> _Texte étudié_

+++++

Le développement croissant d’emplois atypiques, la multiplication des ruptures dans les carrières sont autant de facteurs d’insécurité qui tendent à affecter une part croissante des jeunes qui s’engagent sur le marché du travail.
Dans un contexte multipliant les facteurs d’insécurité, l’éducation à l’orientation est amenée à évoluer. Il ne s’agit pas tant d’inciter les élèves à s’engager dans une carrière que de leur apprendre à comprendre le contexte professionnel, savoir identifier les opportunités, gérer les imprévus et faire des choix tout au long de leur vie.
85% des emplois de 2030 n’existent pas encore aujourd’hui
Source : Emerging technologies impact on society & world in 2030 – Dell Technologies et Institute for the Future
Selon Pôle Emploi, les jeunes actifs d’aujourd’hui changeront en moyenne 13 à 15 fois d’emploi au cours de leur vie
Source : Évolution des modes de travail, défis managériaux : comment accompagner entreprises et travailleurs ? – Sénat, 2021
2. Un besoin crucial d'accompagnement des jeunes
Les premiers concernés expriment très clairement un sentiment d’inquiétude et le besoin d’un meilleur encadrement dans leurs choix d’orientation. C’est ce qui ressort de toutes les enquêtes récentes sur le sujet menées auprès des jeunes.
86 % des jeunes se déclarent inquiets quand ils pensent à leurs choix d’orientation
Source : Baromètre de confiance en l’avenir des jeunes – BVA pour l’Étudiant, 2022.
1 jeune sur 2 n’a pas le sentiment d’être ou d’avoir été bien accompagné dans ses choix d’orientation
Source : Baromètre de confiance en l’avenir des jeunes – BVA pour l’Étudiant, 2022.
1 jeune sur 2 est d’accord avec l’affirmation « Si j’avais su qu’une autre voie ou un autre cursus existait, j’aurais fait des choix différents »
Source : Enquête auprès des jeunes de 17 à 23 ans sur leurs choix d’orientation et leur rapport à l’avenir – Ifop pour la Fondation Jean Jaurès et Chemins d’Avenir, 2019.
3. L’orientation, une priorité relative pour l’école
Comme le souligne le Sénat en 2022, l’orientation à l’école se trouve dans une position paradoxale : « clé de voûte du nouveau système, mais parent pauvre de l’éducation nationale ». Un nouveau cadre législatif et institutionnel a favorisé l’accompagnement à l’orientation :
- la loi de septembre 2018 pour la liberté de choisir son avenir professionnel,
- le Parcours Avenir au collège,
- l’accompagnement personnalisé au lycée,
- la responsabilité accrue donnée aux régions dans la découverte des métiers et des filières de formation sur leur territoire.
Aujourd’hui, en théorie, des heures sont dédiées à l’accompagnement à l’orientation tout le long de la scolarité des enfants au collège et au lycée. Les enseignants, et en particulier les professeurs principaux, se retrouvent en première ligne pour assurer ces nouvelles missions. Pour autant, ils se sentent mal informés, formés et accompagnés pour les accomplir efficacement.
24 % des professeurs principaux de terminale estiment encore que l’orientation ne fait pas partie de leurs attributions
Source : Sondage CSA pour la Cour des comptes, 2019.

+++++

> _Ce que vous ferez_
Recopiez le passage du texte sur l'orientation scolaire compris entre « Aujourd’hui, en théorie, des » et « les accomplir efficacement. » inclus, en substituant « formateurs » à « enseignants ». Les enregistrements ne jouent ici aucun rôle.

[Entrées du jeu de données]
+++++

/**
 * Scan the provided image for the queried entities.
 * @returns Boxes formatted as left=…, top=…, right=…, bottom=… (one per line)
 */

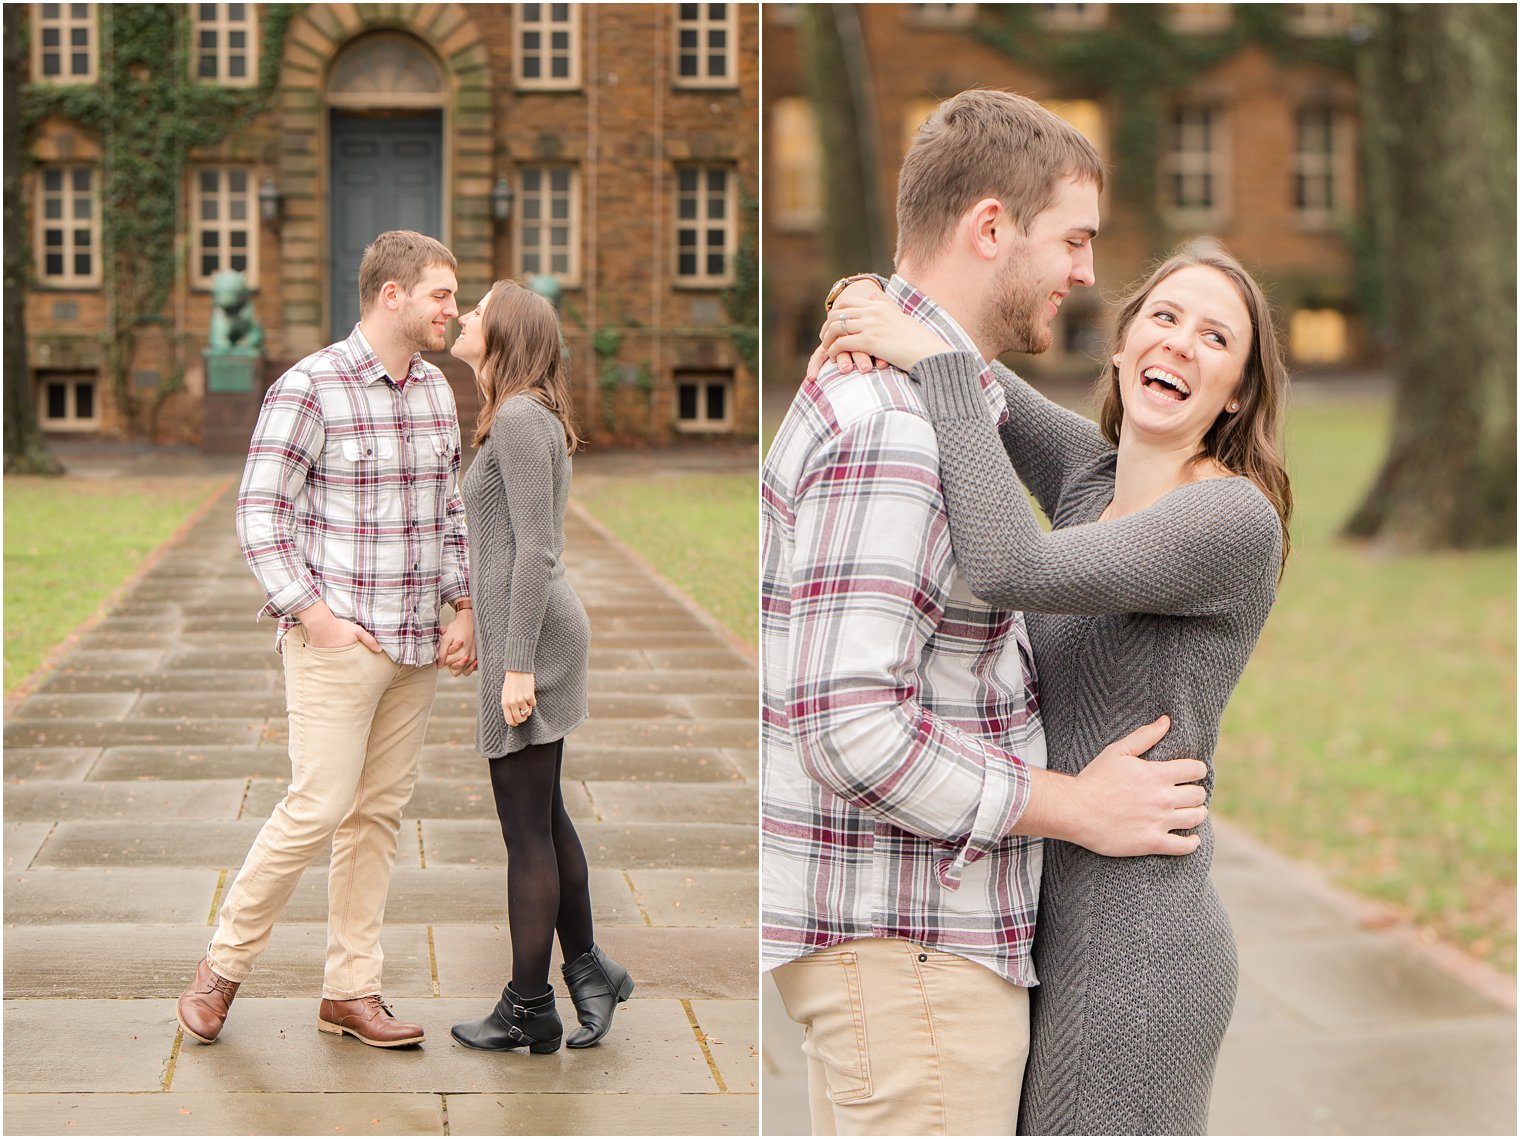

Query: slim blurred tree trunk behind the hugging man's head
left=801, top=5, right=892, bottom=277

+++++

> _Corrigé détaillé_
Aujourd’hui, en théorie, des heures sont dédiées à l’accompagnement à l’orientation tout le long de la scolarité des enfants au collège et au lycée. Les formateurs, et en particulier les professeurs principaux, se retrouvent en première ligne pour assurer ces nouvelles missions. Pour autant, ils se sentent mal informés, formés et accompagnés pour les accomplir efficacement.